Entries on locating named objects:
□ □ □ □ □
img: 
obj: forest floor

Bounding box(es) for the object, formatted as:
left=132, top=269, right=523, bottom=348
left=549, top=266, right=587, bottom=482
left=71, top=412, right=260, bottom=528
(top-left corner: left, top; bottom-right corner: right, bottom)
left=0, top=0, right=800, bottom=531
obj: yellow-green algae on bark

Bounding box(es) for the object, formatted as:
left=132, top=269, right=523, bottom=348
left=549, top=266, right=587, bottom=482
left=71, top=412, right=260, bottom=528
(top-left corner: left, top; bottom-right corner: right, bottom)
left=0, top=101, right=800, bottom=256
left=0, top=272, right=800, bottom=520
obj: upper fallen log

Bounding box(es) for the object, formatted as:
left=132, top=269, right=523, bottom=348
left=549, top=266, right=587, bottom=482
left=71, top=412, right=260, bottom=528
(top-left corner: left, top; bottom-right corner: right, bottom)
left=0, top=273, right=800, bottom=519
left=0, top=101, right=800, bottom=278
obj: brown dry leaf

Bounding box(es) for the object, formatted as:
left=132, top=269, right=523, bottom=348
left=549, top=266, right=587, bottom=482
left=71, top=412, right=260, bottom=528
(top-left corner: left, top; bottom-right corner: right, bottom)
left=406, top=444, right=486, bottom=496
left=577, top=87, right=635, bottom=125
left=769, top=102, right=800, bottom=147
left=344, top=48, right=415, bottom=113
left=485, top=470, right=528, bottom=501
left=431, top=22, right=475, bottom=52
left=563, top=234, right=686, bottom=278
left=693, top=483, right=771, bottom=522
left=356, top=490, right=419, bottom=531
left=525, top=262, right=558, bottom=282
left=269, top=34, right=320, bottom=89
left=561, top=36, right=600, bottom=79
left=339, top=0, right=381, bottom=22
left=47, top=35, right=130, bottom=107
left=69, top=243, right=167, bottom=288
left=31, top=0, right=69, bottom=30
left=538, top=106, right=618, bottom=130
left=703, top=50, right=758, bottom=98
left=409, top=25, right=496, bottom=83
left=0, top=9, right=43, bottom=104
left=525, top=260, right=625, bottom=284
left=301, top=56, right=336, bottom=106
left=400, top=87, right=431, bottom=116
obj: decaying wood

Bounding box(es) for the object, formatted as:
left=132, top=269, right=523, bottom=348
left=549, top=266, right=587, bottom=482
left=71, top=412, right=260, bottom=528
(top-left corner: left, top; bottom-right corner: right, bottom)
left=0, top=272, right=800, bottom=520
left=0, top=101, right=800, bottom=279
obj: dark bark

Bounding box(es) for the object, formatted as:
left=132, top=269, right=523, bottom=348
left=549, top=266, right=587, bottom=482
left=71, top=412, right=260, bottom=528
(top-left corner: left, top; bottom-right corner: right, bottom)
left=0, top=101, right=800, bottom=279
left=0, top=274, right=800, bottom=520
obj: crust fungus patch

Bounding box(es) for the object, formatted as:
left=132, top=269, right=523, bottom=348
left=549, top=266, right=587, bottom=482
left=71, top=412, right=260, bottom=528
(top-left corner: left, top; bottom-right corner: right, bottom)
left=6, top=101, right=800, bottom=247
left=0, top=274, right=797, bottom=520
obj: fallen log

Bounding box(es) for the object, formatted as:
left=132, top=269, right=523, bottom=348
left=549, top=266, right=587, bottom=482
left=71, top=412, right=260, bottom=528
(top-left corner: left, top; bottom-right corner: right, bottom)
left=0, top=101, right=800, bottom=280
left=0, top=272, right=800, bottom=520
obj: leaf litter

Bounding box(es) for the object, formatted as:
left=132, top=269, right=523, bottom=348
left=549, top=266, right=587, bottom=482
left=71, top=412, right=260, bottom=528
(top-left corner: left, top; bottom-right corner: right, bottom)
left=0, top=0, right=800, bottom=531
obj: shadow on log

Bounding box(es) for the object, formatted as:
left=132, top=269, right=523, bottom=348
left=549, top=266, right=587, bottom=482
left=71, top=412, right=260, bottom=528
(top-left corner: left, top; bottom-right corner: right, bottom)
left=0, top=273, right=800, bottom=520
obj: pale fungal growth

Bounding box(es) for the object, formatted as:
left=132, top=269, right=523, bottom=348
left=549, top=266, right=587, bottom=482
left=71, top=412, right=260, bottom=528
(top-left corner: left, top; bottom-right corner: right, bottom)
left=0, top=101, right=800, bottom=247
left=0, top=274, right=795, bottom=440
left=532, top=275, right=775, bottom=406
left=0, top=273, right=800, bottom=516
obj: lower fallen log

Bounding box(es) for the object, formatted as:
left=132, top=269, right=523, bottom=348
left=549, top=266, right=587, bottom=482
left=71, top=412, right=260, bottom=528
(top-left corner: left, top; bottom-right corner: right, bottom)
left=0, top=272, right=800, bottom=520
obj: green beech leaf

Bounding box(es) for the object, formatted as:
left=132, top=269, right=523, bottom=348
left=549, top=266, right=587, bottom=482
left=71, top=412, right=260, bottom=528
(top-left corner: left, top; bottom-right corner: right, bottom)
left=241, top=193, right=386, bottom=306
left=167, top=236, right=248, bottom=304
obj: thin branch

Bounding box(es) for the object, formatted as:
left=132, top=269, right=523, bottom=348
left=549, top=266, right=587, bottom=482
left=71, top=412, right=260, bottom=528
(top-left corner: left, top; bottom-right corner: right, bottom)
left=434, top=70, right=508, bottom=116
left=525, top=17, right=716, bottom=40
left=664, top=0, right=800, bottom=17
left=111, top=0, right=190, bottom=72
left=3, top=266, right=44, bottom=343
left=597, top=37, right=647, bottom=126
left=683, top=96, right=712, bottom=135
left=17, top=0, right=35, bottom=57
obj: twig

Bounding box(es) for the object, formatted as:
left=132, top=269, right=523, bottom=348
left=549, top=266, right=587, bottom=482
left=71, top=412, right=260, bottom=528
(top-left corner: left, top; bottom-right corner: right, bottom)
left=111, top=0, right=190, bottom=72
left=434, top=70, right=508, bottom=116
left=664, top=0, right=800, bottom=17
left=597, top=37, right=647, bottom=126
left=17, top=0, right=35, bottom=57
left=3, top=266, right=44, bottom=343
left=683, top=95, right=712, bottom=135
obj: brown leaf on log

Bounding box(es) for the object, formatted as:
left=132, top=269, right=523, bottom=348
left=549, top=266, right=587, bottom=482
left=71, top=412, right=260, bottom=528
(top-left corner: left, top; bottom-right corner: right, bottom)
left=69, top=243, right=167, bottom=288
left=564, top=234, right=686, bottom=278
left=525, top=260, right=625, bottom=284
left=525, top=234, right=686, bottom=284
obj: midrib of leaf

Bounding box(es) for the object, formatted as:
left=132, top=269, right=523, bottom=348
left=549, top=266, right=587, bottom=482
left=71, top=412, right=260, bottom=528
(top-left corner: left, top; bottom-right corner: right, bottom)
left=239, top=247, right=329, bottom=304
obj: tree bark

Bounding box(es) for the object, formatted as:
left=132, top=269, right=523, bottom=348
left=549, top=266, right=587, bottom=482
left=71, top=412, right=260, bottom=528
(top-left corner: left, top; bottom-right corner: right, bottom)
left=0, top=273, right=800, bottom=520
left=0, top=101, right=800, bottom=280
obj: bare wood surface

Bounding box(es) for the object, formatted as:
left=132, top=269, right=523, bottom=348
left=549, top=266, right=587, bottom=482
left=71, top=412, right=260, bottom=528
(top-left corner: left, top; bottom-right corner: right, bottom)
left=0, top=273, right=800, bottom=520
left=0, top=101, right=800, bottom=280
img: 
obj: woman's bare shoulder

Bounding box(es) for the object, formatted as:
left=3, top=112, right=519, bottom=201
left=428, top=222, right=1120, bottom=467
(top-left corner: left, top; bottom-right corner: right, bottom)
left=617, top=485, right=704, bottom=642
□ □ □ □ □
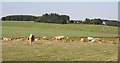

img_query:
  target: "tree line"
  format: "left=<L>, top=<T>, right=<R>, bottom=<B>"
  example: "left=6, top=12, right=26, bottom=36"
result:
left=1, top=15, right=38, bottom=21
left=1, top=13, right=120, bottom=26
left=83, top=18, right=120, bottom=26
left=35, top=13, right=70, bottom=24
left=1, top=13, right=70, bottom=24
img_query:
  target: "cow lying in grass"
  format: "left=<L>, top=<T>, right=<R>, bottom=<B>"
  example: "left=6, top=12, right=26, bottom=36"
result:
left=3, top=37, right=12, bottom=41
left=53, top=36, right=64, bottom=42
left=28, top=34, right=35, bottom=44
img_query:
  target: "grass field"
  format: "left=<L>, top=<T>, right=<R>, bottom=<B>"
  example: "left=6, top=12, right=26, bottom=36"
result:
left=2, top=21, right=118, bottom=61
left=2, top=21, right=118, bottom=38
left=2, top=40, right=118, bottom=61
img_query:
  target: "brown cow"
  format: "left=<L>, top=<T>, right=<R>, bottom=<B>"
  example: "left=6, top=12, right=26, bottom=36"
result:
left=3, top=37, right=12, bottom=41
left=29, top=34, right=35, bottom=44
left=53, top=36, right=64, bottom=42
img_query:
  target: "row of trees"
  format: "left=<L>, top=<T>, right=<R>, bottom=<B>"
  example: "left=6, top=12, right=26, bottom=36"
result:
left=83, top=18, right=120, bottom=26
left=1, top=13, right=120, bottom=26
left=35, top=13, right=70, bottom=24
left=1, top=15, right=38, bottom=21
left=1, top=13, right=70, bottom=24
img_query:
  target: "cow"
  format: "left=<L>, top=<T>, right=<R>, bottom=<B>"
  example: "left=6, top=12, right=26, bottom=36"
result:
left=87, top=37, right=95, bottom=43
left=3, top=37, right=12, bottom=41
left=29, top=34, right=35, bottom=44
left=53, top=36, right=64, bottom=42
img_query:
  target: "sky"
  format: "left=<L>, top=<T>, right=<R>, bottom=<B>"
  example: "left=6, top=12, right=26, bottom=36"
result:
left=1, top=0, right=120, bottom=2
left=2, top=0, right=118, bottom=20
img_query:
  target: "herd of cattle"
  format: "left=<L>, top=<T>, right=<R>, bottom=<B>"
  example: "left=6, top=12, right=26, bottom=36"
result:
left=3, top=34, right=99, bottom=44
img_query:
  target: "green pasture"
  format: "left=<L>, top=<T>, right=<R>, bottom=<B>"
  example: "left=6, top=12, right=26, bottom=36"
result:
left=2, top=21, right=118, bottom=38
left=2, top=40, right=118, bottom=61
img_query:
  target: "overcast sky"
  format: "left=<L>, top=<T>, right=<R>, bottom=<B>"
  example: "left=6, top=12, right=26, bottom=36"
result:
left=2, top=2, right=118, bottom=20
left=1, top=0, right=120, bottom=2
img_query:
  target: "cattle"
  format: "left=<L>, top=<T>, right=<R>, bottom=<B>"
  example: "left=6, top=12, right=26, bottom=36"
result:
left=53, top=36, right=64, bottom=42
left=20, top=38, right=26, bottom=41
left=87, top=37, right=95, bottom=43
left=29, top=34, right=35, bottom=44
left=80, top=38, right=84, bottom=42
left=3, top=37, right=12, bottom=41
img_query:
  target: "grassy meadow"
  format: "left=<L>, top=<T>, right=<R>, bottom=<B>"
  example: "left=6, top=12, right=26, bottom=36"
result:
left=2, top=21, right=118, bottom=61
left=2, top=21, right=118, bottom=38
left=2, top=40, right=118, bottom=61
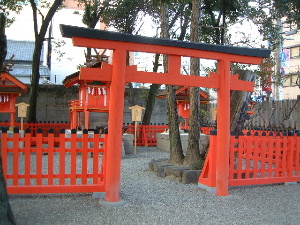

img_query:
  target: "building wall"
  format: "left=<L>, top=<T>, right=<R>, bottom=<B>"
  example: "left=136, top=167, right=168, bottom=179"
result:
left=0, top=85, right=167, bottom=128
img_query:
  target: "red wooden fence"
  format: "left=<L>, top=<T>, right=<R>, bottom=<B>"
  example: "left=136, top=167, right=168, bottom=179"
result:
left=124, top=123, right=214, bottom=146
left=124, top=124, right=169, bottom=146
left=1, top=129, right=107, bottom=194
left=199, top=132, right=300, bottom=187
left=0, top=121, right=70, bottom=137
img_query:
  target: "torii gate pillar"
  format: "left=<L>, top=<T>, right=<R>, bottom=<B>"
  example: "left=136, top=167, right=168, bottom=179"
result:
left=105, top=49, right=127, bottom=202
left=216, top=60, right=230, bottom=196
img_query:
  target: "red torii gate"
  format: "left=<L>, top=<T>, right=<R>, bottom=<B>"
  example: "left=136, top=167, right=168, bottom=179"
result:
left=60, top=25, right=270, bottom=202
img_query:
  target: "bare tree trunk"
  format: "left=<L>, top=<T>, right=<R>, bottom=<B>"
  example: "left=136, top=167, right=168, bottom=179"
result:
□ □ □ □ □
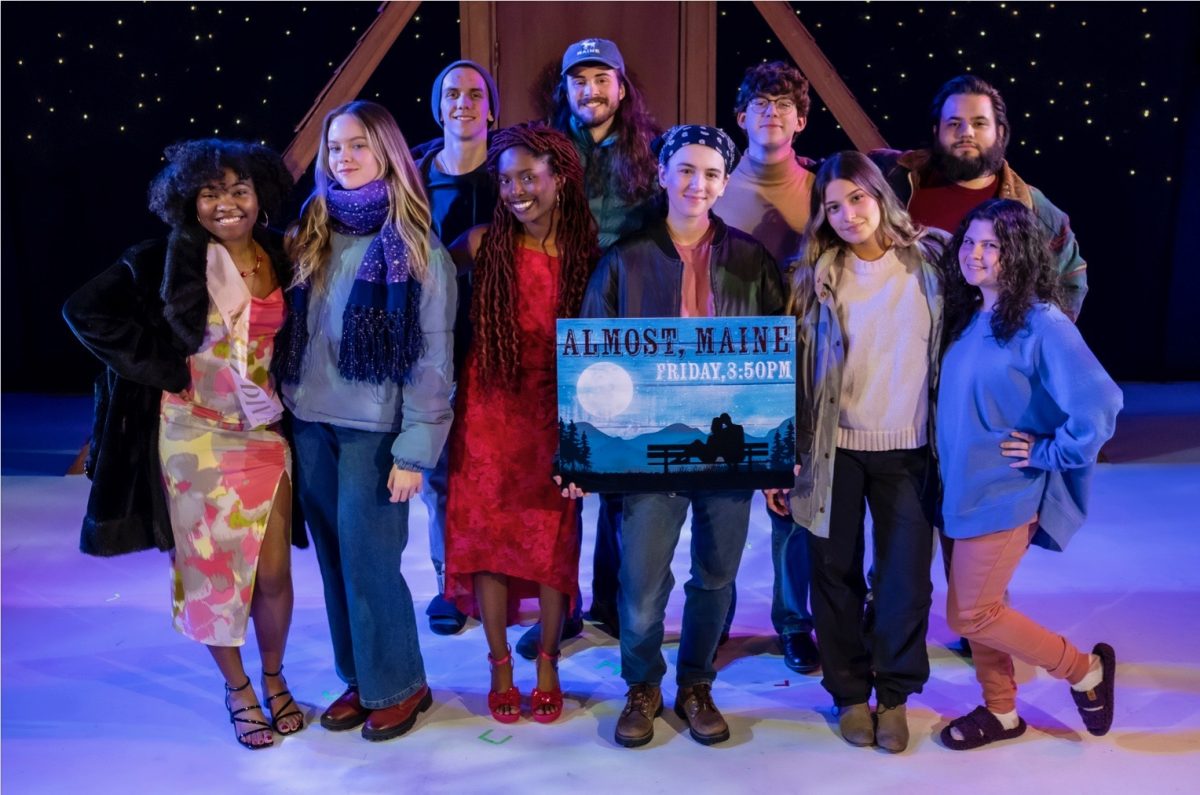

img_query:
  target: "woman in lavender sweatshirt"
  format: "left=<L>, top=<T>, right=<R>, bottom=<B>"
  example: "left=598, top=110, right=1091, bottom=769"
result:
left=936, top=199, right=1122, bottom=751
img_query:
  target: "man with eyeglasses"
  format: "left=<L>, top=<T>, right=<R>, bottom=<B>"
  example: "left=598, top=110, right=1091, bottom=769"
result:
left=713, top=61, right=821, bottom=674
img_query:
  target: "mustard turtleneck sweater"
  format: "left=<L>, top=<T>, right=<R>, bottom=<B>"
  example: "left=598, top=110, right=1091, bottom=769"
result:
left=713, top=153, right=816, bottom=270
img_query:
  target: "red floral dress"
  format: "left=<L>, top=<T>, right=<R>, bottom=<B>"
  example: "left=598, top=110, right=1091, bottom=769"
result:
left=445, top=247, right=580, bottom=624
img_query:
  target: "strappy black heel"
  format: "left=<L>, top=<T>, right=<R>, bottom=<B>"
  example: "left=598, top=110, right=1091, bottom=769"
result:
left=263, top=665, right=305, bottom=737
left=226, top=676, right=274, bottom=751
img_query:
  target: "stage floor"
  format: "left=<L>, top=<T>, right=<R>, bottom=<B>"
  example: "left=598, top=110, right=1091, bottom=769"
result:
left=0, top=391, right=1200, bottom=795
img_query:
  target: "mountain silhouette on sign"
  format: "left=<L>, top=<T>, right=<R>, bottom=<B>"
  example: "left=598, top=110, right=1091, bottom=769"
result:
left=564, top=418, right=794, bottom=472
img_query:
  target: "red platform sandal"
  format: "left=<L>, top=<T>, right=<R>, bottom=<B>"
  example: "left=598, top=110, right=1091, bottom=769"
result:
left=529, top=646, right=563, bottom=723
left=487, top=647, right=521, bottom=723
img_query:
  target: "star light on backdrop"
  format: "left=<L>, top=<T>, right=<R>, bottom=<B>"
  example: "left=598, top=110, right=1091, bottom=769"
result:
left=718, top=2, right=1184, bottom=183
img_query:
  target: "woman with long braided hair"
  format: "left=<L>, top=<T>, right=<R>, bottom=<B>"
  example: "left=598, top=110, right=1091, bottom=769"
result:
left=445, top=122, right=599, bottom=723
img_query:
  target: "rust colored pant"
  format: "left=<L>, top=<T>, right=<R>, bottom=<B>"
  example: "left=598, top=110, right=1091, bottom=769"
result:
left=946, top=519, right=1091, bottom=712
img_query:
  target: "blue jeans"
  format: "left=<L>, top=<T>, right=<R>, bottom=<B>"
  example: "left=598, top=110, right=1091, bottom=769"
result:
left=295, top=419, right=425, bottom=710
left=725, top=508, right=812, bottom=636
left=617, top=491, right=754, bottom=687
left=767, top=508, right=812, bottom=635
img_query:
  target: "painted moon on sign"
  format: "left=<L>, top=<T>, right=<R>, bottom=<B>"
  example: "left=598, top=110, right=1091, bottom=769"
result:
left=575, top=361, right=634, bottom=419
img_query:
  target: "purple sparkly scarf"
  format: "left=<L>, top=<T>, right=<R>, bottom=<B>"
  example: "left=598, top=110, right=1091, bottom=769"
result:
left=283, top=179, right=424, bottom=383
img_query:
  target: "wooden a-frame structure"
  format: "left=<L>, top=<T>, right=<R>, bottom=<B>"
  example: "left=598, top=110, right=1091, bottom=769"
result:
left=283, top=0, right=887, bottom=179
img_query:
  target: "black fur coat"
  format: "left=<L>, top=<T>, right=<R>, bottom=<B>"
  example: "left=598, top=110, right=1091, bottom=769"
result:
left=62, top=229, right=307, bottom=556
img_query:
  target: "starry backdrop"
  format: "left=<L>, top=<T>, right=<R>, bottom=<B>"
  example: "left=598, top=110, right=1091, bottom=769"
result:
□ □ □ □ □
__STATED PROBLEM__
Reproduce the items between the line holding "obj: crust fungus patch" and the line holding "left=0, top=274, right=797, bottom=520", inclusive, including their requests, and add 67 to every coordinate in the answers.

__RESULT OF THE TASK__
obj: crust fungus patch

Bounding box(es) for the object, formatted as:
left=132, top=269, right=523, bottom=348
left=549, top=266, right=587, bottom=482
left=71, top=412, right=260, bottom=528
(top-left corner: left, top; bottom-right corner: right, bottom)
left=73, top=168, right=867, bottom=314
left=67, top=341, right=864, bottom=587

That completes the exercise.